_Task prompt_
Please output the data below word for word, beginning at the line that contains "Practice step: pick out every instance of the sea" and stopping after the line that contains "[(183, 76)]". Give only those lines.

_Supplied records_
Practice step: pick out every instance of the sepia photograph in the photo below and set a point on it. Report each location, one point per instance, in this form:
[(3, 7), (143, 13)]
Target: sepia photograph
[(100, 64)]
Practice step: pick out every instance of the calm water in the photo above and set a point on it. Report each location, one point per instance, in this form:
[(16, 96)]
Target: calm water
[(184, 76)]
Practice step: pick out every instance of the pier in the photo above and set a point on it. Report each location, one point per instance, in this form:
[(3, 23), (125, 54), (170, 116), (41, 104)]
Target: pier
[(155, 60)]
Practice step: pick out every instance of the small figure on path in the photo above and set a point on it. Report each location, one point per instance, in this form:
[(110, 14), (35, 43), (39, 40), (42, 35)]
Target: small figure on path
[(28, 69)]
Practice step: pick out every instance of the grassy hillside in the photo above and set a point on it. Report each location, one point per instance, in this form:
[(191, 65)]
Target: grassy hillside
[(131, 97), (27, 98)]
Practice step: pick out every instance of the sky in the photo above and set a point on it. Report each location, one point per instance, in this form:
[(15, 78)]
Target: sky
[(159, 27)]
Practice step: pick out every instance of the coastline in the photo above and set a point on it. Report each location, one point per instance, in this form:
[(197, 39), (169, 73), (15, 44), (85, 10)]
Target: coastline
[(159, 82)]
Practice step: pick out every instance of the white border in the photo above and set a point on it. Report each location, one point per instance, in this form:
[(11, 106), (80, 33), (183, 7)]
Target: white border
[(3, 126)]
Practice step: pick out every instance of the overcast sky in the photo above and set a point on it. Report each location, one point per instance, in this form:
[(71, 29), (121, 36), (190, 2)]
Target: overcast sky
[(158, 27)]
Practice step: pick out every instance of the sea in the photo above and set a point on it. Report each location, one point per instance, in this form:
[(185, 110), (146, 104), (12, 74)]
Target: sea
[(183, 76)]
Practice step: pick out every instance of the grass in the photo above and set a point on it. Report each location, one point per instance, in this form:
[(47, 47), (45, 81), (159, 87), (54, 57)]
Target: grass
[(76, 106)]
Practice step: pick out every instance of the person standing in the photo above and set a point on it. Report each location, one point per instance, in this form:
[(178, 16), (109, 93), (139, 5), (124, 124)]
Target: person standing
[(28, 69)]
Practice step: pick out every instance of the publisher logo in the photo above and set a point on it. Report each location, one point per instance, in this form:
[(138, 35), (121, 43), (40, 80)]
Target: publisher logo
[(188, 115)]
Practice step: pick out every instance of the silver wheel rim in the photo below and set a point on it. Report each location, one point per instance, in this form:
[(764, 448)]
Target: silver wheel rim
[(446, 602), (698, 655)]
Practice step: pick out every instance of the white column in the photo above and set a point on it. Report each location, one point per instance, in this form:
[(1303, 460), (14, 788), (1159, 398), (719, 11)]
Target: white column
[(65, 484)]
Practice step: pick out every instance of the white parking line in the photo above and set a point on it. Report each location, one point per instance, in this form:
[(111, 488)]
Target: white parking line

_Output_
Practice step: pick out every instance of the sea in the photo above and set a point on it. Report each location, one point per instance, in this form:
[(185, 110), (146, 104), (12, 74)]
Target: sea
[(183, 76)]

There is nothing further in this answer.